## Aim
Could you reproduce all of the data below word for word, leaving out the pictures?

--- Begin ---

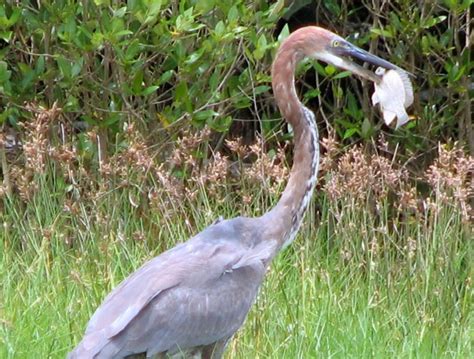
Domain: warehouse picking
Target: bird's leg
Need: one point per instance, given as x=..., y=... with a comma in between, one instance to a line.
x=215, y=350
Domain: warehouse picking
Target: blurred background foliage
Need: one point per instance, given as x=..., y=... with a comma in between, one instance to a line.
x=169, y=66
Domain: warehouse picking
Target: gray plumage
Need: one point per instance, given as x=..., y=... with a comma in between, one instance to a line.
x=193, y=295
x=192, y=299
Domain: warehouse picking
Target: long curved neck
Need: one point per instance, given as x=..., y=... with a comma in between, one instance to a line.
x=285, y=218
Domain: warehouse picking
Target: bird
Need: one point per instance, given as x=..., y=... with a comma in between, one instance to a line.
x=190, y=300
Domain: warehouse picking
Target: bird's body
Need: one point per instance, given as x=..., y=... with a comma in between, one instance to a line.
x=193, y=298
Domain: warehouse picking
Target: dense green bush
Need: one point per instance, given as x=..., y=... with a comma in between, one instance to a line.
x=206, y=62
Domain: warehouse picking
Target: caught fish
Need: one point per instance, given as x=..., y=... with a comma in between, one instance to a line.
x=394, y=94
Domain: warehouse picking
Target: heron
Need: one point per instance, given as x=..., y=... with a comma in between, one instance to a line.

--- End ---

## Answer to this exercise
Domain: warehouse picking
Target: bird's leg
Need: one point per instance, given as x=..., y=... with a comma in between, one instance to a line.
x=215, y=350
Domain: warehouse picking
Target: blurred background foliage
Need: one point per instance, given as x=..., y=... with a comma in between, one instance to a line.
x=169, y=66
Domain: warehouse picking
Target: gray plumage
Need: one point per instance, given as x=..., y=... with a comma in between, one instance to a line.
x=193, y=295
x=192, y=299
Domain: warehouse picking
Target: long curved neck
Need: one point per instance, given as x=..., y=... with a comma in between, one instance to a line.
x=285, y=218
Domain: warehouse picking
Target: bird
Need: one point per instance, given as x=..., y=... with a comma in between, one instance to a line.
x=190, y=300
Domain: warehouse picking
Target: bird's body
Need: one point per instance, given as x=..., y=... with a comma in between, one instance to a line.
x=193, y=298
Domain: warehouse picking
Target: dense green bush
Need: one point per instance, given as x=..., y=... with a comma in between, one instance to a line.
x=206, y=62
Domain: warehouse picking
Target: caught fish
Need: one point per instance, given as x=..., y=... with a comma in between, one instance to a line.
x=394, y=94
Domain: warehouse picking
Target: heron
Need: one point per instance, given as x=..., y=... with a comma in between, one instance to a line.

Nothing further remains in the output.